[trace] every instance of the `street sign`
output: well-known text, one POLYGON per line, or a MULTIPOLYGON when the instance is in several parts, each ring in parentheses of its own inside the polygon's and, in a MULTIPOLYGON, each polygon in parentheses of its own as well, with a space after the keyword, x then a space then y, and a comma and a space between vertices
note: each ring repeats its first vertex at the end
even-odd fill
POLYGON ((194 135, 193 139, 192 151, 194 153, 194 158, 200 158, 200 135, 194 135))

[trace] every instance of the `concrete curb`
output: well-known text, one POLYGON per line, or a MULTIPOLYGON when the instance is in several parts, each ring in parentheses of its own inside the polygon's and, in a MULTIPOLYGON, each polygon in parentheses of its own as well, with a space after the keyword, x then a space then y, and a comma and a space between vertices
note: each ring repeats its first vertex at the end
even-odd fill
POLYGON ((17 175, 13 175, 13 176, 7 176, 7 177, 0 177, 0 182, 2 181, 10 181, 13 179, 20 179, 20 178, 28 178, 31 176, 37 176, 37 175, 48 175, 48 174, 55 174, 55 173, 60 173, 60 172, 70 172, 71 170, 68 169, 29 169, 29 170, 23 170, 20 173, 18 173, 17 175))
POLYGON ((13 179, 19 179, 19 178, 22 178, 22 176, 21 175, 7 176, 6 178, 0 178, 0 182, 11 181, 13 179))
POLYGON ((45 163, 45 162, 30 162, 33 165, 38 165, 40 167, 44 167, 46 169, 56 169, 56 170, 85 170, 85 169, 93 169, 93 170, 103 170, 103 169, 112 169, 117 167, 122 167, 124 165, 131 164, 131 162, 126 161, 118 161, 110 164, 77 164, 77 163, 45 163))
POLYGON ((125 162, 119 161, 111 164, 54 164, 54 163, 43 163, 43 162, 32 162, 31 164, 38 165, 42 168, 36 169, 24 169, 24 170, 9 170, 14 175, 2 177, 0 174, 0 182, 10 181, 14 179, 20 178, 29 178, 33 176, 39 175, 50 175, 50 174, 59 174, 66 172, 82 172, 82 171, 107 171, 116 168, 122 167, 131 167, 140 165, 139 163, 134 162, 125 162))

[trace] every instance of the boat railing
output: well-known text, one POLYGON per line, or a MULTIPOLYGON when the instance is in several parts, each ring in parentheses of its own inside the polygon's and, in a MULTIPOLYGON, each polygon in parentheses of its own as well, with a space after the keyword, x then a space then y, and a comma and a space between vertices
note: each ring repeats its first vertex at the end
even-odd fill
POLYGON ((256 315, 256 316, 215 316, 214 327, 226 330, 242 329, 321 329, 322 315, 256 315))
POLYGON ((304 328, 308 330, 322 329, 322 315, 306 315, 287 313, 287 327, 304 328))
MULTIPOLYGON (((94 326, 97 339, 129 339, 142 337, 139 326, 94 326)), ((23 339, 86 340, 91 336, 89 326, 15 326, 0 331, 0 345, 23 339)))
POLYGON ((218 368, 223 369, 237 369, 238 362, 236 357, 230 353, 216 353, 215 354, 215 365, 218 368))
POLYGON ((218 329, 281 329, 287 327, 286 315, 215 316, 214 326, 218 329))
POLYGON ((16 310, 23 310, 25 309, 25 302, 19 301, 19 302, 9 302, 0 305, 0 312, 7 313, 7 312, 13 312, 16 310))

■ ■ ■ ■ ■

The problem:
Return all of the material above exactly as it stands.

Task output:
[trace] every instance of the `street sign`
output: well-known text, one POLYGON per line, or a MULTIPOLYGON when the instance is in several parts, each ring in parentheses of its own inside the polygon's and, in a MULTIPOLYGON, each polygon in parentheses of its own as well, with a space after the keyword, x then a space then y, and a comma and a space between vertices
note: each ring repeats its first vertex at the end
even-odd fill
POLYGON ((194 135, 193 139, 192 151, 194 153, 194 158, 200 158, 200 135, 194 135))

[trace] every instance of the `concrete curb`
output: well-known text, one POLYGON per line, or a MULTIPOLYGON when the instance is in several parts, each ring in parentheses of its own inside the polygon's and, in a MULTIPOLYGON, each polygon in parentheses of its own as well, with a space after the keyword, x then a space then y, and a comma and a space between vertices
note: each ring repeats its first vertex at the end
even-odd fill
POLYGON ((17 175, 13 175, 13 176, 7 176, 7 177, 0 177, 0 182, 2 181, 10 181, 13 179, 20 179, 20 178, 28 178, 31 176, 37 176, 37 175, 48 175, 48 174, 55 174, 55 173, 60 173, 60 172, 70 172, 71 170, 68 169, 29 169, 29 170, 23 170, 20 173, 18 173, 17 175))
POLYGON ((13 179, 19 179, 19 178, 22 178, 22 176, 21 175, 7 176, 6 178, 0 178, 0 182, 11 181, 13 179))
POLYGON ((45 163, 45 162, 30 162, 33 165, 38 165, 40 167, 44 167, 46 169, 56 169, 56 170, 85 170, 85 169, 93 169, 93 170, 103 170, 103 169, 112 169, 117 167, 122 167, 124 165, 131 164, 131 162, 126 161, 118 161, 110 164, 77 164, 77 163, 45 163))
POLYGON ((125 162, 119 161, 111 164, 54 164, 54 163, 43 163, 43 162, 32 162, 31 164, 38 165, 42 168, 36 169, 24 169, 24 170, 9 170, 14 175, 2 177, 0 174, 0 182, 10 181, 14 179, 20 178, 29 178, 33 176, 39 175, 50 175, 50 174, 59 174, 66 172, 82 172, 82 171, 107 171, 116 168, 122 167, 131 167, 140 165, 139 163, 134 162, 125 162))

[trace] every instance of the boat railing
output: well-known text, one POLYGON per line, or a MULTIPOLYGON when the instance is in several parts, each ring in parentheses of its own inside the polygon's and, in a MULTIPOLYGON, each polygon in parentheses of its own as well, with a space after the keyword, x then a space then y, and a comma and a space between vertices
note: each ring repeats its first vertex at the end
even-odd fill
POLYGON ((256 315, 256 316, 215 316, 214 327, 226 330, 242 329, 321 329, 322 315, 256 315))
POLYGON ((304 328, 308 330, 322 329, 322 315, 306 315, 287 313, 287 327, 304 328))
MULTIPOLYGON (((94 326, 97 339, 129 339, 142 337, 139 326, 94 326)), ((23 339, 86 340, 91 336, 89 326, 15 326, 0 331, 0 345, 23 339)))
POLYGON ((218 368, 223 369, 237 369, 238 362, 236 357, 230 353, 216 353, 215 354, 215 365, 218 368))
POLYGON ((218 329, 281 329, 287 327, 286 315, 215 316, 214 326, 218 329))
POLYGON ((16 310, 23 310, 25 309, 25 302, 19 301, 19 302, 9 302, 0 305, 0 312, 7 313, 7 312, 13 312, 16 310))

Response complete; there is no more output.